Retype exactly the lines that start at the line with "the yellow daisy-like" and end at the final line, both included, and leave out every picture.
+ + + +
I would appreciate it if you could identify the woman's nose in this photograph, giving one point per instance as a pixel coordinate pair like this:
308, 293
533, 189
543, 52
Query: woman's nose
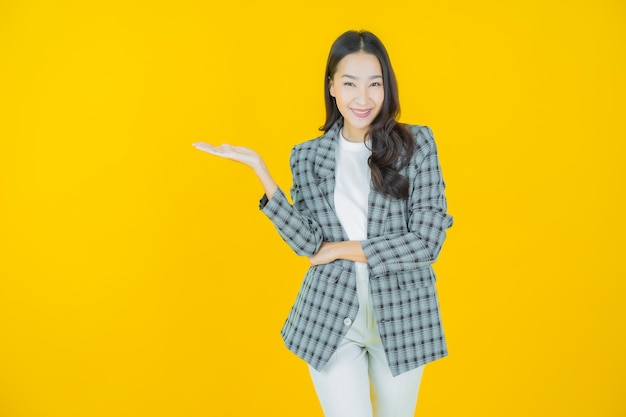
362, 96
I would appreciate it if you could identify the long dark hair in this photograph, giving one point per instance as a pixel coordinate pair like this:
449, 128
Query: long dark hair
392, 142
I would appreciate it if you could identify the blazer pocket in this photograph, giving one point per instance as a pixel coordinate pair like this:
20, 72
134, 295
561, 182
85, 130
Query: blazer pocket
418, 278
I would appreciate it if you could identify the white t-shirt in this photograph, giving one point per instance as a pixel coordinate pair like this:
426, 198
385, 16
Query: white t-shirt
352, 185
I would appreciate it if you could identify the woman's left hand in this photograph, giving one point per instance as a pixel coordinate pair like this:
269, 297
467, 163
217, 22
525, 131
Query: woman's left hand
324, 255
350, 250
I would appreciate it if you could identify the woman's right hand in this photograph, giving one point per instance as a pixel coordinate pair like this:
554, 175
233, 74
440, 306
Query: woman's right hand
244, 156
236, 153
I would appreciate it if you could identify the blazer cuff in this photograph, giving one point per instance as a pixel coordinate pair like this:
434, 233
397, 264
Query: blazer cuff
274, 205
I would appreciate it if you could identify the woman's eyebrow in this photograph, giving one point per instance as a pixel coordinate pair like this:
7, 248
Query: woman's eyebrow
352, 77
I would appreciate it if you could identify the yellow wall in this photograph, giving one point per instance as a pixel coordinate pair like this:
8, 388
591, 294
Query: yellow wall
138, 277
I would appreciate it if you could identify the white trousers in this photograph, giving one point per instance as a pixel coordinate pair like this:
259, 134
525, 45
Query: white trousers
357, 382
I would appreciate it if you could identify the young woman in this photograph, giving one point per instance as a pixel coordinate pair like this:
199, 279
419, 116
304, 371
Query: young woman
370, 213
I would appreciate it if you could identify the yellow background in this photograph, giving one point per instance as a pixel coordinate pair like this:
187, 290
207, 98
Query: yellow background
138, 277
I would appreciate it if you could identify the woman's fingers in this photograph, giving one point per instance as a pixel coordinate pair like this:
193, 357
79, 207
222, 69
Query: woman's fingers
237, 153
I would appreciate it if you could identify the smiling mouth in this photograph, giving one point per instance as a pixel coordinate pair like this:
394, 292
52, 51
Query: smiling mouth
362, 113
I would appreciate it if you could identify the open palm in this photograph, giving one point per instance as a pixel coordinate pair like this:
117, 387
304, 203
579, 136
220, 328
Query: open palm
236, 153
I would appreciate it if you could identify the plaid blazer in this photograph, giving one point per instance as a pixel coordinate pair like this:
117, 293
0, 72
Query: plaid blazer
404, 239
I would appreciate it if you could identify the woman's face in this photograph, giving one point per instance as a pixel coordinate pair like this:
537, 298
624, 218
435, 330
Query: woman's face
357, 86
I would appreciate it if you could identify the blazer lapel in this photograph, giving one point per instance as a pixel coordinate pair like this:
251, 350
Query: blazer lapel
377, 208
325, 158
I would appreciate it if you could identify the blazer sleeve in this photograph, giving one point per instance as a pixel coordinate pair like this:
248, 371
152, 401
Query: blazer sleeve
293, 222
427, 219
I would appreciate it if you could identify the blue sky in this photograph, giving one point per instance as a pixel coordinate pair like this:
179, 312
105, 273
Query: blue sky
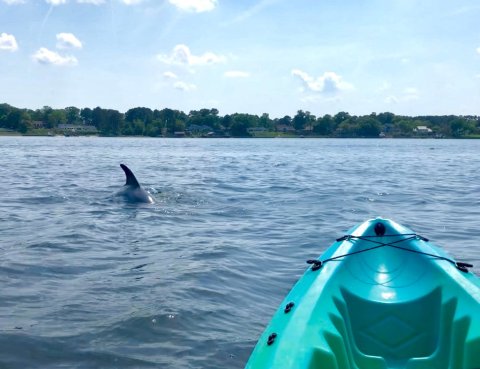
411, 57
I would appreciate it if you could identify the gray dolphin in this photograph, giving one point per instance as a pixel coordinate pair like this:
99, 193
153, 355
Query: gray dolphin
133, 192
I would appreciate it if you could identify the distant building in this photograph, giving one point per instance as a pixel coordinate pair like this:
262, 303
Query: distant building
77, 128
284, 128
37, 124
256, 130
423, 130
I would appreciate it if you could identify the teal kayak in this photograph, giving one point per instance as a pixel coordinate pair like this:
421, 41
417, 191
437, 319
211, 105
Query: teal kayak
381, 297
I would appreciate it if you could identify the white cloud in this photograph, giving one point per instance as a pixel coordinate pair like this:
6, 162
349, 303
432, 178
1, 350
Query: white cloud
94, 2
131, 2
183, 86
8, 42
169, 75
56, 2
181, 55
328, 83
45, 56
12, 2
197, 6
236, 74
68, 41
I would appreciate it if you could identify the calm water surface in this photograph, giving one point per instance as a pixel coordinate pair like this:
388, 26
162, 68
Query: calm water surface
89, 281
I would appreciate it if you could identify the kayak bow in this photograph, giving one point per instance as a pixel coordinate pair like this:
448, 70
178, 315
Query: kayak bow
381, 297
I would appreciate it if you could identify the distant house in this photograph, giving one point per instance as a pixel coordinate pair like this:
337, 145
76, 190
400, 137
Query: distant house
256, 130
197, 129
37, 124
284, 128
77, 128
422, 130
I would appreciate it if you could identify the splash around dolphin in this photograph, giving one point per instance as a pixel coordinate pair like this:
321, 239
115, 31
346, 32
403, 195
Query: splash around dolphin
132, 191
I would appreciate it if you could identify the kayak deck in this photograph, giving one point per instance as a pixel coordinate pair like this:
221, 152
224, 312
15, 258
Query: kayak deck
383, 301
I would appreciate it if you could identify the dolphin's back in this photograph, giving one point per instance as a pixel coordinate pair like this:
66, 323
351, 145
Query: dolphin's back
131, 180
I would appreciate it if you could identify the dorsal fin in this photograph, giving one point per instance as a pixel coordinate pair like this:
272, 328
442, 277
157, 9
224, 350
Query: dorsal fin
131, 180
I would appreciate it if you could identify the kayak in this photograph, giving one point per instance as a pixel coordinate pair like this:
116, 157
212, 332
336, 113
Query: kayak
380, 297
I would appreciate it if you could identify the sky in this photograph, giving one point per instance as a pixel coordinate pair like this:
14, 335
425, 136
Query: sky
408, 57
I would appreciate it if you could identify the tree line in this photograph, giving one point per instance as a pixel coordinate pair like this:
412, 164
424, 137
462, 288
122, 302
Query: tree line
142, 121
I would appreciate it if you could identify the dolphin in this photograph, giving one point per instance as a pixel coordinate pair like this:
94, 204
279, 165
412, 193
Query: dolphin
133, 192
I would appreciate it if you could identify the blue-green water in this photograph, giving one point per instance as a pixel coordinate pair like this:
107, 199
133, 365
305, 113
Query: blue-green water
88, 281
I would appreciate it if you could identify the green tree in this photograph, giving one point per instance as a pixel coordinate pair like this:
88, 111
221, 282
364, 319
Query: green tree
303, 120
324, 126
368, 127
72, 114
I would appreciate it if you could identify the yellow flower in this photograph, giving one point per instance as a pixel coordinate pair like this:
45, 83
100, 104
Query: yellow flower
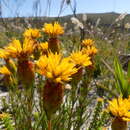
53, 30
4, 70
80, 59
87, 42
43, 46
89, 50
32, 33
120, 108
56, 68
17, 50
3, 54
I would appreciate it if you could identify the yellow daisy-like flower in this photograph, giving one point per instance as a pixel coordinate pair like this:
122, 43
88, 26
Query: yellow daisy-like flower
87, 42
56, 68
80, 59
120, 108
89, 50
4, 70
53, 30
17, 50
32, 33
43, 46
3, 54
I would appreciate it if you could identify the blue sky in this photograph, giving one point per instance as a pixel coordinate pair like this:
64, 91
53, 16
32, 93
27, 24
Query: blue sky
11, 8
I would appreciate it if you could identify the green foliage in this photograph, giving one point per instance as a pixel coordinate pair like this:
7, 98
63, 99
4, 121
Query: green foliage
122, 80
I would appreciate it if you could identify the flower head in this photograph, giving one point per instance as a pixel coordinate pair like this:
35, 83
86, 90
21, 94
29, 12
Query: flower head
43, 46
80, 59
56, 68
89, 50
53, 30
87, 42
32, 33
4, 54
17, 50
4, 70
120, 108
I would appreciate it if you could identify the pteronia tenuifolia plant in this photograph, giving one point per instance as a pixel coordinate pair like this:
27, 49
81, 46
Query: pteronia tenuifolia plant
33, 61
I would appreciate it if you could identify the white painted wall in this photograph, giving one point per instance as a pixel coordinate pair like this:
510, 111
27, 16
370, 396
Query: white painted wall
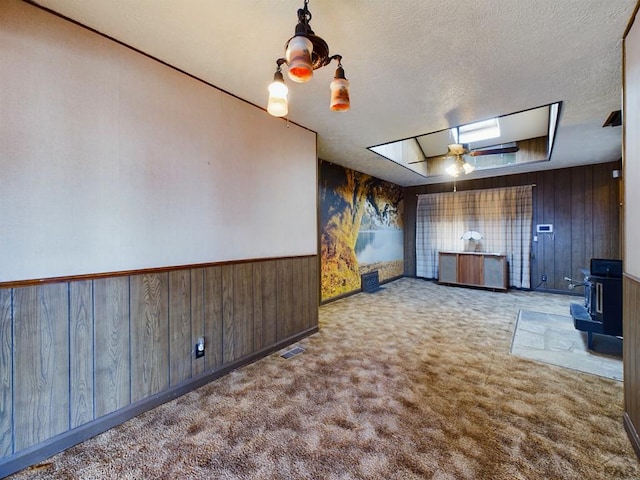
631, 111
111, 161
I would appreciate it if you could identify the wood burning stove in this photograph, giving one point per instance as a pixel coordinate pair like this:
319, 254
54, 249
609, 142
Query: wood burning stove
602, 309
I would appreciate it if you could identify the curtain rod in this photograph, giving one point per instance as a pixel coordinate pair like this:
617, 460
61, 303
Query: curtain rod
513, 186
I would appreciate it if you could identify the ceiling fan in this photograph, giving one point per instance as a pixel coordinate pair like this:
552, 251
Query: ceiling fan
458, 150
+ + + +
### WRITTEN RESPONSE
I would appreciate it if you could identify the yellow daisy-like flower in this photograph, giving one point per instance as a pixel coordinate pair like this:
122, 43
88, 26
Query: yellow daisy-like flower
87, 42
56, 68
80, 59
120, 108
89, 50
4, 70
53, 30
17, 50
32, 33
43, 46
3, 54
I would appreciate it if you could identify the blue sky in this photograph, giving one point per instance as a pixel coordinate pair like this:
64, 91
53, 16
32, 93
27, 24
Query: blue sky
11, 8
I would appreciate it if you could identify the green foliage in this photograph, giving one point per instance as a pixel coordinate pair like this:
7, 98
63, 99
4, 121
Query: green foliage
122, 80
I would appreciate it if you could identify the flower head in this photograph, giving one point per instance as a pixel coordinate pair like this:
35, 83
86, 90
21, 94
29, 12
Query: flower head
43, 46
80, 59
56, 68
89, 50
53, 30
87, 42
32, 33
4, 54
17, 50
4, 70
120, 108
I would appreciate it if you could identify the pteronia tenuifolia plant in this photograph, giving one point per instance as a pixel coordinate pair like this:
27, 49
81, 46
Query: pteronia tenuifolia plant
33, 61
I would appreciate it if you could identify the white painted wall in this photograph, giving one point per instance as a pixel coordinate pair like this:
510, 111
27, 16
370, 396
Query: white painted wall
631, 111
111, 161
I would appreciate it if you could identify the wood burning stove in this photograph, giving one point per instance as a pixel coordinate pair like this:
319, 254
54, 249
609, 142
Query: wood burning stove
602, 309
I would appreciate it if you could identify the curtain rod in this photograph, giving one point per instance as a pixel coordinate pair like this:
617, 460
61, 303
Query: curtain rod
513, 186
I would appreciate it if you could identify the ceiling fan in this photograph, giving one point per instance as a pixel coordinate pair like this:
552, 251
Query: ceiling fan
458, 150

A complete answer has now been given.